- _WORK TO BE COMPLETED_
Present the following entries again, word for word and in full.

Records excerpted from a collection
-- Opening Marker --

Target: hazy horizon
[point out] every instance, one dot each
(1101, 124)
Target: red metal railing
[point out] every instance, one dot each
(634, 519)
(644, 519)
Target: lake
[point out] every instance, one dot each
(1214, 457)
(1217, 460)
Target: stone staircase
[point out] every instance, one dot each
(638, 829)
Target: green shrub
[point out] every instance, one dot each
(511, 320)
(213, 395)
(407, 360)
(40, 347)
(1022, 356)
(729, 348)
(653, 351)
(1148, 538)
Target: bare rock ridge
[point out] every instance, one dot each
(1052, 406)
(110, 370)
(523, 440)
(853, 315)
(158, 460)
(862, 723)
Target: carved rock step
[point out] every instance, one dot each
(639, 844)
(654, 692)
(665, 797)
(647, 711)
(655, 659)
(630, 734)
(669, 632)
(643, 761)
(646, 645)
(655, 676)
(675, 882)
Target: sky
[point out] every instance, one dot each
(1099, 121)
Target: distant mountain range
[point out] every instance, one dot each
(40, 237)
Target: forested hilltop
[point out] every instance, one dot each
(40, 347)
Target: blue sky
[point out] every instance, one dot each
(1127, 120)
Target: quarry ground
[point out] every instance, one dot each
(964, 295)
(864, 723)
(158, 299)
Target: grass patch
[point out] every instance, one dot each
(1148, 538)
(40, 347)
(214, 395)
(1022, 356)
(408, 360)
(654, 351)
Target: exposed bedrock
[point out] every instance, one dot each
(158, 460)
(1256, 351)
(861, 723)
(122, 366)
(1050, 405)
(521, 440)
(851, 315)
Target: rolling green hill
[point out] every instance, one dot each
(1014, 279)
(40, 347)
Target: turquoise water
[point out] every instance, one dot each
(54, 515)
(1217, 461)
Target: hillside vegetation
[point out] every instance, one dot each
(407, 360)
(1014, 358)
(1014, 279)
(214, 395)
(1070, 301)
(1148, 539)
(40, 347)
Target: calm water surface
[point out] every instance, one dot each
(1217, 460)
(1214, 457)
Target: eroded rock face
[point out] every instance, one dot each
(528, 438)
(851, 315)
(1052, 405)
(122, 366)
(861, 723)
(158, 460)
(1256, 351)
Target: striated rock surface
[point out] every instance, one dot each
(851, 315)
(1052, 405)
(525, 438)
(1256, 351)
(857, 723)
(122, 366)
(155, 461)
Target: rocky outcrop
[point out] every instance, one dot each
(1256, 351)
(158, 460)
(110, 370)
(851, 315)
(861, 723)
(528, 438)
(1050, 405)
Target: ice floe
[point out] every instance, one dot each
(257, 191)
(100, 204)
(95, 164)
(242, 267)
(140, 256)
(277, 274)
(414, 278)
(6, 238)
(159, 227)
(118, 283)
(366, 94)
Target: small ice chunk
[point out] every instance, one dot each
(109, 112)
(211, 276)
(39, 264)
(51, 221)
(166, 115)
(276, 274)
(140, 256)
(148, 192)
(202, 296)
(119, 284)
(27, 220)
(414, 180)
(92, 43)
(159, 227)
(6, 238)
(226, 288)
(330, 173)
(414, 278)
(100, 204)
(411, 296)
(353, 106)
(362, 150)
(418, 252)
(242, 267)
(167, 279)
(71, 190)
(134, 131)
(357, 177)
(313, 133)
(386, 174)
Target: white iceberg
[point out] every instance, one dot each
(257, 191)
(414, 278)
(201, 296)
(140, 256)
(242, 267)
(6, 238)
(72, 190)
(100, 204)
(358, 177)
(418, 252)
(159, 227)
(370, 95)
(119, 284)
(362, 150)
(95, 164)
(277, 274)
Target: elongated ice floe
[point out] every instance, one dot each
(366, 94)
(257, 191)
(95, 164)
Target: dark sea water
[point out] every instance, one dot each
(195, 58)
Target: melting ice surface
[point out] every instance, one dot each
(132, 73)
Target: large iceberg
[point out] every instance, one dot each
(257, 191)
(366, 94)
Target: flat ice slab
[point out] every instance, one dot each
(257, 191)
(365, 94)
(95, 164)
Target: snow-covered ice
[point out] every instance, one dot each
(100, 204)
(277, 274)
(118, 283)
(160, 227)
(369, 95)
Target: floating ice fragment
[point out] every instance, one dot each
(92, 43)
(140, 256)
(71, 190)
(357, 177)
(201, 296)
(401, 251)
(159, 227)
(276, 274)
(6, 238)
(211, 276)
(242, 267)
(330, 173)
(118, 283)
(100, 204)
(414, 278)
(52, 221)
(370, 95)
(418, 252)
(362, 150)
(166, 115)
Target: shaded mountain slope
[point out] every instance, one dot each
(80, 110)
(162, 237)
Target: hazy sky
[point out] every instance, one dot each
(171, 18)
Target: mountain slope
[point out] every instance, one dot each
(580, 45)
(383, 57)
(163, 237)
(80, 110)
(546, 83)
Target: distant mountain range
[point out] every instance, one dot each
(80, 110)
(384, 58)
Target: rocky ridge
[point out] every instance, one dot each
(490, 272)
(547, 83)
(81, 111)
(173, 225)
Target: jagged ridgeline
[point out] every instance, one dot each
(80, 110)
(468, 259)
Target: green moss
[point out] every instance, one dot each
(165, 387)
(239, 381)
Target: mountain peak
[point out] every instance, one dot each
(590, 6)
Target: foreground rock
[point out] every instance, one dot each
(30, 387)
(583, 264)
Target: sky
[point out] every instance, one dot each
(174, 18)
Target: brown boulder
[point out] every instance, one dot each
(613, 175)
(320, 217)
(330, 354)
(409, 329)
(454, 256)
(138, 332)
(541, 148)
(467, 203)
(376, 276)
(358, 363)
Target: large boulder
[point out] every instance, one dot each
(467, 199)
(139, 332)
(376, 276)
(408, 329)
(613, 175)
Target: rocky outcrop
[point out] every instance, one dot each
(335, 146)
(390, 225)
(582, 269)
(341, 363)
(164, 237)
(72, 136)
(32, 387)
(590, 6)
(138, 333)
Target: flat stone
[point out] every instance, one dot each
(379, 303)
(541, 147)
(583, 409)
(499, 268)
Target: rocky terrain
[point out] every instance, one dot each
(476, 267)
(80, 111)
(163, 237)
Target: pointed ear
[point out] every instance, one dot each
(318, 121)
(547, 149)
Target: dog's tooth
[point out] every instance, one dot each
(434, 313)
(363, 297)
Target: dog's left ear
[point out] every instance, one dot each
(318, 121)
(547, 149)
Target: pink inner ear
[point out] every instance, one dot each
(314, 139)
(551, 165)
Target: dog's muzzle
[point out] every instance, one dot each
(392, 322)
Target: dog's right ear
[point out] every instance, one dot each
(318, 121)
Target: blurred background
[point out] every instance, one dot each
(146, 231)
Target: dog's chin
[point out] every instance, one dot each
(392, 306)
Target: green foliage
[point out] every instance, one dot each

-- Closing Marker --

- _FINISHED EXERCISE_
Target: hazy horizon
[point out] every instance, one dot each
(1101, 124)
Target: red metal railing
[point out] every instance, one dot each
(634, 519)
(644, 519)
Target: lake
[point out] every instance, one dot each
(1214, 457)
(1217, 460)
Target: stone staircase
[point out] every instance, one dot each
(638, 829)
Target: green shrub
[point out] every instance, one dot each
(511, 320)
(213, 395)
(407, 360)
(40, 347)
(1022, 356)
(729, 348)
(653, 351)
(1148, 538)
Target: bare rock ridge
[point out] every instance, one dot each
(1052, 406)
(110, 370)
(523, 440)
(853, 315)
(158, 460)
(862, 723)
Target: carved rock step
[point out] every instance, one dot each
(639, 844)
(654, 692)
(665, 797)
(647, 711)
(655, 659)
(630, 734)
(669, 632)
(643, 761)
(646, 645)
(655, 676)
(675, 882)
Target: sky
[point out] every instance, one dot each
(1099, 121)
Target: distant mountain range
[point out] every instance, one dot each
(40, 237)
Target: forested hilltop
[point out] every instance, one dot each
(40, 347)
Target: blue sky
[point out] every instance, one dot each
(1127, 120)
Target: quarry ground
[point out] every instance, one dot each
(964, 295)
(864, 723)
(158, 299)
Target: grass patch
[point out] every instance, one dot each
(1148, 538)
(40, 347)
(214, 395)
(1022, 356)
(408, 360)
(654, 351)
Target: exposed bedrock
[point out] every instance, one dot each
(158, 460)
(1256, 351)
(861, 723)
(122, 366)
(1050, 405)
(521, 440)
(851, 315)
Target: rolling green hill
[point out] every instance, one dot each
(1014, 279)
(40, 347)
Target: turquoise water
[point out] every instance, one dot each
(54, 515)
(1217, 461)
Target: hillside vegetation
[point out] every instance, one dot each
(407, 360)
(1014, 358)
(1014, 279)
(214, 395)
(1070, 301)
(1148, 539)
(40, 347)
Target: calm water surface
[point out] every instance, one dot each
(1217, 460)
(1214, 457)
Target: eroded rock face
[point out] every instance, one dot each
(528, 438)
(851, 315)
(1052, 405)
(122, 366)
(861, 723)
(158, 460)
(1256, 351)
Target: striated rock surface
[point out] every instance, one dot each
(851, 315)
(1052, 405)
(525, 438)
(1256, 351)
(857, 723)
(122, 366)
(155, 461)
Target: rocky outcrop
[point out] every instance, one dot each
(1256, 351)
(158, 460)
(110, 370)
(851, 315)
(861, 723)
(528, 438)
(1050, 405)
Target: ice floe
[point out] every instance, one dot each
(257, 191)
(100, 204)
(95, 164)
(242, 267)
(140, 256)
(277, 274)
(414, 278)
(6, 238)
(159, 227)
(118, 283)
(366, 94)
Target: small ice chunk
[point out] every instance, one dot each
(109, 112)
(211, 276)
(39, 264)
(51, 221)
(166, 115)
(276, 274)
(140, 256)
(148, 192)
(202, 296)
(119, 284)
(27, 220)
(414, 180)
(92, 43)
(159, 227)
(6, 238)
(226, 288)
(330, 173)
(414, 278)
(100, 204)
(411, 296)
(353, 106)
(362, 150)
(418, 252)
(242, 267)
(167, 279)
(71, 190)
(134, 131)
(357, 177)
(313, 133)
(386, 174)
Target: white iceberg
[point out] every instance, one dot each
(257, 191)
(414, 278)
(201, 296)
(140, 256)
(242, 267)
(6, 238)
(72, 190)
(100, 204)
(358, 177)
(418, 252)
(159, 227)
(370, 95)
(119, 284)
(362, 150)
(95, 164)
(277, 274)
Target: elongated ice floe
[point out] every instance, one dot each
(366, 94)
(257, 191)
(95, 164)
Target: dark sea water
[point out] every instance, one dot each
(195, 58)
Target: melting ice surface
[point out] every instance, one dot each
(132, 73)
Target: large iceberg
[point out] every instance, one dot each
(257, 191)
(366, 94)
Target: flat ice slab
[point out] every instance, one dot each
(257, 191)
(365, 94)
(95, 164)
Target: snow-covered ice
[point out] every instance, one dot each
(100, 204)
(277, 274)
(118, 283)
(160, 227)
(369, 95)
Target: floating ice fragment
[point out] every instance, one dot each
(92, 43)
(140, 256)
(71, 190)
(357, 177)
(201, 296)
(401, 251)
(159, 227)
(276, 274)
(6, 238)
(211, 276)
(242, 267)
(330, 173)
(118, 283)
(100, 204)
(414, 278)
(52, 221)
(370, 95)
(418, 252)
(362, 150)
(166, 115)
Target: shaded mountain slope
[point out] every instance, one dot each
(80, 110)
(162, 237)
Target: hazy sky
[point out] every instance, one dot each
(171, 18)
Target: mountain slope
[point out] every instance, one dot each
(580, 45)
(383, 57)
(163, 237)
(80, 110)
(546, 83)
Target: distant mountain range
[point out] every instance, one dot each
(80, 110)
(384, 58)
Target: rocky ridge
[point out] every instance, one dot each
(490, 272)
(547, 83)
(81, 111)
(173, 225)
Target: jagged ridgeline
[point out] every instance, one dot each
(80, 110)
(468, 259)
Target: green moss
[point out] every instance, one dot each
(165, 387)
(239, 381)
Target: mountain peak
[point out] every instance, one dot each
(590, 6)
Target: foreground rock
[point out] every instance, one dot each
(30, 387)
(583, 264)
Target: sky
[point out] every instance, one dot each
(174, 18)
Target: brown boulder
[point out] every instance, one dot each
(613, 175)
(320, 217)
(330, 354)
(409, 329)
(454, 256)
(138, 332)
(541, 148)
(467, 203)
(376, 276)
(358, 363)
Target: large boulder
[point out] every instance, one dot each
(467, 199)
(139, 332)
(376, 276)
(408, 329)
(613, 175)
Target: rocky outcrop
[point out] every instance, one dot each
(335, 146)
(390, 225)
(582, 269)
(341, 363)
(164, 237)
(72, 136)
(32, 387)
(590, 6)
(138, 333)
Target: flat stone
[point out] every instance, one dot each
(379, 303)
(541, 147)
(583, 409)
(499, 268)
Target: rocky terrain
[point out] every instance, one dot each
(476, 267)
(80, 111)
(163, 237)
Target: pointed ear
[point out] every instance, one dot each
(318, 121)
(547, 149)
Target: dog's tooth
[point out] every instance, one dot each
(434, 313)
(363, 297)
Target: dog's left ear
[point out] every instance, one dot each
(318, 121)
(547, 149)
Target: pink inner ear
[point out] every instance, one dot each
(314, 139)
(551, 165)
Target: dog's muzzle
[point out] every instance, one dot each
(392, 322)
Target: dog's right ear
[point out] every instance, one dot each
(318, 121)
Target: blurred background
[point out] every instance, one dot each
(146, 231)
Target: dog's chin
[point out] every instance, one dot each
(392, 306)
Target: green foliage
[point out] every instance, one dot each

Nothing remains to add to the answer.